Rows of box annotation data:

^^^^^^^^^^^^^^^^

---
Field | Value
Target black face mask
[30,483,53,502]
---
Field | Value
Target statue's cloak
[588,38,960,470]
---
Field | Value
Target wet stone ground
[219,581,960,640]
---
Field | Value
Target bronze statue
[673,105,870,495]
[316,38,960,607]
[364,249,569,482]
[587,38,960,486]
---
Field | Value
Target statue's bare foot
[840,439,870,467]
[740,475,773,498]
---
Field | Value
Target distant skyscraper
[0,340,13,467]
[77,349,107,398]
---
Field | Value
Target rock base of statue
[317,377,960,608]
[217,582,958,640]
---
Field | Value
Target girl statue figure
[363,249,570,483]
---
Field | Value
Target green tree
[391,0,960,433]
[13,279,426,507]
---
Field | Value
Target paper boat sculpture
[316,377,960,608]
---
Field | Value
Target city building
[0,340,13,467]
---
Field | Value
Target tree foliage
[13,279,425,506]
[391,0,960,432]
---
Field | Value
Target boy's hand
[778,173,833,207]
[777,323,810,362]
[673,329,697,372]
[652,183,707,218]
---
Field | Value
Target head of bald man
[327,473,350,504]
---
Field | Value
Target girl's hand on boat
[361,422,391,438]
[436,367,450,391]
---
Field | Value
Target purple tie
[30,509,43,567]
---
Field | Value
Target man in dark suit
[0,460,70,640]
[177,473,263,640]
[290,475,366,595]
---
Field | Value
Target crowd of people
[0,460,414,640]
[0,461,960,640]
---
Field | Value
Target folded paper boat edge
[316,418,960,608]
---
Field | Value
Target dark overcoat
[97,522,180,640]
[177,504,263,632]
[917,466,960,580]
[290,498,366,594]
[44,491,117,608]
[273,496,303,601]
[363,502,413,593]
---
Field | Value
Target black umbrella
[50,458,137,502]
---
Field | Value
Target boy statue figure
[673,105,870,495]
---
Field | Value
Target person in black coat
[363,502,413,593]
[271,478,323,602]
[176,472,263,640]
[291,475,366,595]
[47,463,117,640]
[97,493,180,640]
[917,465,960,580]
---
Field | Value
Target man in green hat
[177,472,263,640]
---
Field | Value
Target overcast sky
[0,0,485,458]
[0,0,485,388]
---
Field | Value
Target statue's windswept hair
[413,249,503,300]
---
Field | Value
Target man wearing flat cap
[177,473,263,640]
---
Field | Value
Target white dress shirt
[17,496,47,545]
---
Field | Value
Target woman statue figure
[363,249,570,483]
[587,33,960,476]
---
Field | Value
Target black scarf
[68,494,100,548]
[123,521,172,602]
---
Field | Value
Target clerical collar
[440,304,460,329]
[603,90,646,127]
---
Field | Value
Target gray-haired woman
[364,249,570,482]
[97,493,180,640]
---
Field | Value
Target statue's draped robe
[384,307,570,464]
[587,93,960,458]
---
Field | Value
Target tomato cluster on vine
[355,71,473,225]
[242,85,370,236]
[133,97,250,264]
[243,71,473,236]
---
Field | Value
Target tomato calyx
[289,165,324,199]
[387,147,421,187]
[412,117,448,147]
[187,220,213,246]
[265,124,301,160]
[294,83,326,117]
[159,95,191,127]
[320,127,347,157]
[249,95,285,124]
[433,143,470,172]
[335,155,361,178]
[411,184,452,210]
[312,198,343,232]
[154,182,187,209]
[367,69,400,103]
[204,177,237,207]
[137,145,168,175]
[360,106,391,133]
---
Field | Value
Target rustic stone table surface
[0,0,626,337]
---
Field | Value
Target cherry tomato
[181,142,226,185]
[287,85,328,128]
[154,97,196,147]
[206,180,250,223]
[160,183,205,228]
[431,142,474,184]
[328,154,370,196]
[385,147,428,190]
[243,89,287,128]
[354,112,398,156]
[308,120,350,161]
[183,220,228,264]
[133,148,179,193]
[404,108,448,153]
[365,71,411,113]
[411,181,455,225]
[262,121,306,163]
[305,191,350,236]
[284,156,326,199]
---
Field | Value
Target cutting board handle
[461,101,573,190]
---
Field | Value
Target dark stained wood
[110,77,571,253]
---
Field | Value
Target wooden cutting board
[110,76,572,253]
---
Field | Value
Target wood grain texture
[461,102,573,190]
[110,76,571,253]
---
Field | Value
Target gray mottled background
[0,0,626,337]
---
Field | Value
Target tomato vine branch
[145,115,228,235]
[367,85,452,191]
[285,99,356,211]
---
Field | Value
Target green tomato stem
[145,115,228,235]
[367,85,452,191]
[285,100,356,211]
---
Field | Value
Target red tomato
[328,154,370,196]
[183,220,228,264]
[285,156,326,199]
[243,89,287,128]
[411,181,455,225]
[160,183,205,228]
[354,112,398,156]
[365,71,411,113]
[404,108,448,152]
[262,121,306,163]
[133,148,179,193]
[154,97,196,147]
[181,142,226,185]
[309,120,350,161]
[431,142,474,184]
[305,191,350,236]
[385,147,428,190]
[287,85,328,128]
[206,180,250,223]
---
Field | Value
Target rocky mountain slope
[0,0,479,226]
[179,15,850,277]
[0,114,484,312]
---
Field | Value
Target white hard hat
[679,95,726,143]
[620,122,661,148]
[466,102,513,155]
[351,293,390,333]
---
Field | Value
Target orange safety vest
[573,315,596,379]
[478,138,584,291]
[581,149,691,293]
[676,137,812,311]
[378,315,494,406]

^^^^^^^^^^^^^^^^

#### INSTRUCTIONS TO FOLLOW
Copy out every line of the listing above, keeping each one word for word.

#### TASK ANSWER
---
Field | Value
Target black face mask
[30,483,53,502]
---
Field | Value
Target statue's cloak
[588,38,960,470]
---
Field | Value
Target wet stone ground
[219,581,960,640]
---
Field | Value
Target bronze statue
[673,105,870,495]
[316,38,960,607]
[364,249,569,482]
[587,38,960,486]
---
Field | Value
Target statue's bare foot
[840,439,870,467]
[740,475,773,498]
---
Field | Value
Target distant skyscraper
[0,340,13,467]
[77,349,107,398]
---
Field | Value
Target rock base of statue
[317,377,960,608]
[217,582,958,640]
---
Field | Value
Target girl statue figure
[363,249,570,483]
---
Field | Value
Target green tree
[391,0,960,433]
[13,279,426,507]
---
Field | Value
Target paper boat sculpture
[316,377,960,608]
---
Field | Value
Target city building
[0,340,13,467]
---
Field | Value
Target tree foliage
[13,279,425,506]
[391,0,960,432]
---
Field | Value
Target boy's hand
[778,173,833,207]
[777,323,810,362]
[673,329,697,372]
[652,183,707,218]
---
Field | Value
Target head of bald man
[327,473,350,504]
---
Field | Value
Target girl's hand on boat
[361,422,391,438]
[436,367,450,391]
---
Field | Value
Target purple tie
[30,509,43,567]
---
Field | Value
Target man in dark suit
[0,460,70,640]
[177,473,263,640]
[290,475,366,595]
---
Field | Value
Target crowd of people
[0,460,414,640]
[0,461,960,640]
---
Field | Value
Target folded paper boat edge
[316,418,960,608]
---
Field | Value
Target dark overcoat
[97,522,180,640]
[177,504,263,632]
[917,466,960,580]
[290,498,366,594]
[44,491,117,608]
[273,496,303,601]
[363,502,413,593]
---
Field | Value
Target black umbrella
[50,458,137,502]
---
Field | Value
Target boy statue figure
[673,105,870,495]
---
Field | Value
Target person in black coat
[363,502,413,593]
[271,478,323,602]
[176,472,263,640]
[291,475,366,595]
[47,463,117,640]
[97,493,180,640]
[917,465,960,580]
---
Field | Value
Target man in green hat
[177,472,263,640]
---
Field | Value
Target overcast sky
[0,0,485,458]
[0,0,485,388]
---
Field | Value
Target statue's windswept hair
[413,249,503,300]
---
Field | Value
Target man wearing flat cap
[177,473,263,640]
---
Field | Value
Target white dress shirt
[17,496,47,545]
---
Field | Value
Target woman statue figure
[363,249,570,483]
[587,33,960,476]
---
Field | Value
Target black scarf
[68,494,100,548]
[123,521,172,602]
---
Field | Value
Target clerical collar
[440,304,460,329]
[603,90,646,127]
---
Field | Value
Target gray-haired woman
[364,249,570,482]
[97,493,180,640]
---
Field | Value
Target statue's draped robe
[384,307,570,464]
[587,93,960,458]
---
Field | Value
Target tomato cluster on vine
[355,71,473,225]
[242,85,370,236]
[133,97,250,264]
[243,71,473,236]
---
Field | Value
Target tomato calyx
[289,165,324,199]
[387,147,421,187]
[412,117,448,147]
[187,220,213,246]
[265,124,301,160]
[294,83,326,117]
[159,95,191,127]
[320,127,347,157]
[249,95,285,124]
[433,143,470,172]
[335,155,361,178]
[411,184,452,210]
[312,198,343,232]
[154,182,187,209]
[367,69,400,103]
[204,177,237,207]
[137,145,168,175]
[360,106,391,133]
---
Field | Value
Target rustic stone table surface
[0,0,626,337]
---
Field | Value
Target cherry tomato
[181,142,226,185]
[287,85,328,128]
[154,97,196,147]
[206,180,250,223]
[160,183,205,228]
[431,142,474,184]
[328,154,370,196]
[385,147,428,190]
[243,89,287,128]
[354,112,398,156]
[308,120,350,161]
[183,220,228,264]
[133,148,179,193]
[404,108,448,153]
[365,71,411,113]
[411,181,455,225]
[262,121,306,163]
[305,191,350,236]
[284,156,326,199]
---
Field | Value
Target cutting board handle
[461,101,573,190]
---
Field | Value
Target dark stained wood
[110,77,571,253]
---
Field | Value
Target wooden cutting board
[110,76,572,253]
---
Field | Value
Target wood grain texture
[461,102,573,190]
[110,76,571,253]
---
Field | Value
Target gray mottled background
[0,0,626,337]
---
Field | Value
Target tomato vine branch
[145,115,228,235]
[367,85,452,191]
[285,99,356,211]
---
Field | Value
Target green tomato stem
[145,115,228,235]
[367,85,452,191]
[285,100,356,211]
---
Field | Value
Target red tomato
[328,154,370,196]
[183,220,228,264]
[285,156,326,199]
[243,89,287,128]
[411,181,455,225]
[160,183,205,228]
[354,112,398,156]
[365,71,411,113]
[404,108,448,152]
[262,121,306,163]
[133,148,179,193]
[154,97,196,147]
[181,142,226,185]
[309,120,350,161]
[431,142,474,184]
[305,191,350,236]
[385,147,428,190]
[287,85,328,128]
[206,180,250,223]
---
Field | Value
Target rocky mountain slope
[0,0,479,226]
[179,15,850,277]
[0,114,484,312]
---
Field | Value
Target white hard hat
[679,95,726,143]
[620,122,661,148]
[466,102,513,155]
[351,293,390,333]
---
Field | Value
Target orange safety vest
[573,315,596,379]
[478,138,584,291]
[581,149,691,293]
[676,137,812,311]
[378,315,494,406]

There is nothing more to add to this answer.